### TASK DIRECTIONS
Repeat the entries below exactly as they appear, with no pictures.

### PROVIDED ENTRIES
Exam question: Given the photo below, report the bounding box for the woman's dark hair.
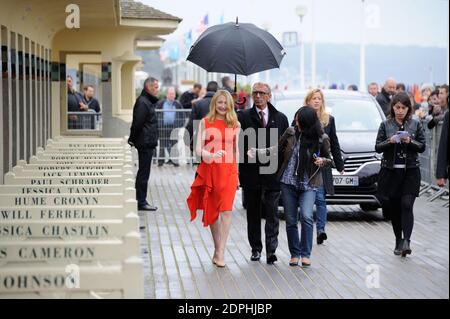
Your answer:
[389,92,413,121]
[295,107,323,179]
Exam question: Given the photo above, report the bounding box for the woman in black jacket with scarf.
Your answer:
[375,92,426,257]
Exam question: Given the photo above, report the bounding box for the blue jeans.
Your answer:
[315,186,327,234]
[281,183,316,259]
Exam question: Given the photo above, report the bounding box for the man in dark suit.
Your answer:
[128,77,159,211]
[238,82,289,264]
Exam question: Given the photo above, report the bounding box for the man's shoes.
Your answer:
[394,239,402,256]
[250,251,261,261]
[266,254,278,265]
[317,232,328,245]
[168,160,179,167]
[138,204,158,211]
[157,161,164,167]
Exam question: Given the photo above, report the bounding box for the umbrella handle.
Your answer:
[234,74,237,92]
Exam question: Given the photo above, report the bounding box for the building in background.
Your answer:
[0,0,181,182]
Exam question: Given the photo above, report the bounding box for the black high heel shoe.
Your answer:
[394,239,402,256]
[400,239,412,257]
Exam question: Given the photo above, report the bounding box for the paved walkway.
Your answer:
[138,165,449,299]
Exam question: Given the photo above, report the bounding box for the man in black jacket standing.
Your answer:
[238,82,289,264]
[179,83,203,109]
[376,78,397,116]
[128,77,160,211]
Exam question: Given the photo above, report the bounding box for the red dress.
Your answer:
[187,118,239,227]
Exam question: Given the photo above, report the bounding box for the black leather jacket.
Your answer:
[128,90,159,149]
[375,118,426,169]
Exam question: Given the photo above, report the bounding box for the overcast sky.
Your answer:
[142,0,449,47]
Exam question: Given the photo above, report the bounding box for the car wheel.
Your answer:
[359,203,380,212]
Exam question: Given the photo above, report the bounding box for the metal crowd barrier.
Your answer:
[68,111,102,131]
[154,109,193,164]
[139,110,449,206]
[418,119,448,205]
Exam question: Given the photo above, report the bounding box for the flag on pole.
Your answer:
[414,84,422,104]
[196,14,209,35]
[184,29,192,49]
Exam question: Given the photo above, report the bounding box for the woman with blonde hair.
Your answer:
[304,89,345,245]
[187,90,241,267]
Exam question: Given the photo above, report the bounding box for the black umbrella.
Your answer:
[186,18,286,92]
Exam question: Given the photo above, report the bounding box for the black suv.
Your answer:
[272,90,390,219]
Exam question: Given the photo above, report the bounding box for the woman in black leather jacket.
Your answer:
[375,92,426,257]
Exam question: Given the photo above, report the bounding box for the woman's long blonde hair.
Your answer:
[207,90,239,128]
[304,89,330,127]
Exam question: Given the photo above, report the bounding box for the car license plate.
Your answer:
[333,176,359,186]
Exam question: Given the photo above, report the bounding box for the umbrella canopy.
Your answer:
[186,20,286,76]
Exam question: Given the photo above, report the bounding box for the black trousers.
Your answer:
[243,186,280,255]
[136,147,154,207]
[158,138,177,163]
[389,195,416,241]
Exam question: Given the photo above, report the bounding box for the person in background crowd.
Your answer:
[418,89,441,119]
[180,83,203,109]
[329,83,338,90]
[67,75,83,129]
[156,87,183,167]
[396,83,406,93]
[186,81,219,152]
[420,83,435,107]
[409,92,422,112]
[368,82,379,97]
[376,78,397,116]
[221,76,235,94]
[428,90,441,114]
[428,84,449,130]
[193,87,207,107]
[304,89,344,245]
[187,90,241,268]
[347,84,358,91]
[77,85,101,129]
[80,85,101,113]
[436,110,449,187]
[128,77,160,211]
[375,92,426,257]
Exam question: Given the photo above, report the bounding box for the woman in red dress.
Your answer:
[187,90,241,267]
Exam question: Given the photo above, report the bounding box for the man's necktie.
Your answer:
[259,111,266,128]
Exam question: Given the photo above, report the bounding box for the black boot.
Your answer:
[394,239,402,255]
[400,239,412,257]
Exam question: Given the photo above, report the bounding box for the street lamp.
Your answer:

### YOUR SOLUTION
Exam question: Given the photo below, report the bounding box for the woman's dark hair.
Your answer:
[389,92,413,121]
[295,107,323,179]
Exam question: Given the photo above, report the bounding box for the woman in black jacket with scarf.
Your answer:
[375,92,426,257]
Exam question: Given the photo above, report the bounding box for the blue jeans.
Your answer:
[315,186,327,234]
[281,183,316,259]
Exam question: Given the photo above, report the bounding box for the man in dark suit.
Your answer:
[128,77,159,211]
[238,82,289,264]
Exam question: Given the photo above, report the bounding box for the man's shoes.
Your answer:
[394,239,402,256]
[250,251,261,261]
[266,254,278,265]
[317,232,328,245]
[168,160,179,167]
[138,204,158,211]
[157,161,164,167]
Exam question: Given the photo above, report the bounding box for the umbrella handle.
Your answer:
[234,74,237,92]
Exam question: Given the photo above, report the bounding box for the building in background.
Your answer:
[0,0,181,182]
Exam question: Given the photo above, report the bounding box for the black high heel shoe.
Your answer:
[394,239,402,256]
[400,239,412,257]
Exam question: Given the photo above, report the bounding box for the paved walkway.
Your answer:
[138,165,449,299]
Exam question: Given the photo above, report the bounding box for the man in black jacket standing.
Your answer:
[238,82,289,264]
[179,83,203,109]
[376,78,397,116]
[128,77,160,211]
Exam question: Given the photo above, report the bounding box for the red dress.
Your answer:
[187,118,239,227]
Exam question: Given the photo above, report the bounding box for the black leather jacket.
Your answer:
[128,90,159,149]
[375,118,426,169]
Exam question: Given the photo above, report the bounding box for the overcast sky.
Your answer:
[142,0,449,47]
Exam question: Given the photo above, report the bounding box for the car wheel.
Your answer:
[359,203,380,212]
Exam question: Given the photo above, report the bounding box for the metal crowd barrier.
Your answer:
[68,111,102,131]
[154,109,193,164]
[139,110,449,206]
[418,119,448,205]
Exam question: Given the photo above, report the bounding box for the flag on pole.
Your answer:
[414,84,422,104]
[196,14,209,35]
[184,29,192,49]
Exam question: Given the photo above, report the bounding box for the woman with blonde hair.
Your answer:
[304,89,345,245]
[187,90,241,267]
Exam question: Given the photo above, report the bounding box for the black umbrella.
Your answer:
[186,18,286,92]
Exam question: Given the photo above, report the bounding box for the black suv.
Your answer:
[272,90,390,219]
Exam question: Given the photo above, report the bounding box for the woman in black leather jacket.
Your answer:
[375,92,426,257]
Exam question: Given the photo above, report the bounding box for the woman's long blonde hair.
Your answer:
[207,90,239,128]
[304,89,330,127]
Exam question: Given the photo above, report the bounding box for the car license plate.
Your answer:
[333,176,359,186]
Exam question: Given the photo above, report the bounding box for the umbrella canopy.
Your answer:
[186,20,286,76]
Exam question: Given the photo above, report the bounding box for the black trousers.
Your answer:
[243,186,280,255]
[136,147,154,207]
[158,138,177,163]
[389,195,416,241]
Exam question: Given the photo above, report the bounding box for the person in background crowd.
Your answer:
[418,89,441,119]
[180,83,203,109]
[329,83,338,90]
[67,75,83,129]
[156,87,183,167]
[396,83,406,93]
[186,81,219,152]
[420,83,435,107]
[409,92,422,112]
[368,82,379,97]
[376,78,397,116]
[221,76,235,94]
[428,90,441,114]
[428,84,449,130]
[193,87,207,107]
[304,89,344,245]
[187,90,241,268]
[347,84,358,91]
[77,85,101,129]
[80,85,101,113]
[436,110,449,187]
[128,77,160,211]
[375,92,426,257]
Exam question: Given the photo above, report the bounding box for the woman in red dress.
Your answer:
[187,90,241,267]
Exam question: Given the photo above, report the bounding box for the man's necktie.
Your answer:
[259,111,266,128]
Exam question: Given the photo above, report the bounding box for the black boot.
Your answer:
[394,239,402,255]
[400,239,412,257]
Exam question: Given the photo above, report the bounding box for the street lamp.
Your answer:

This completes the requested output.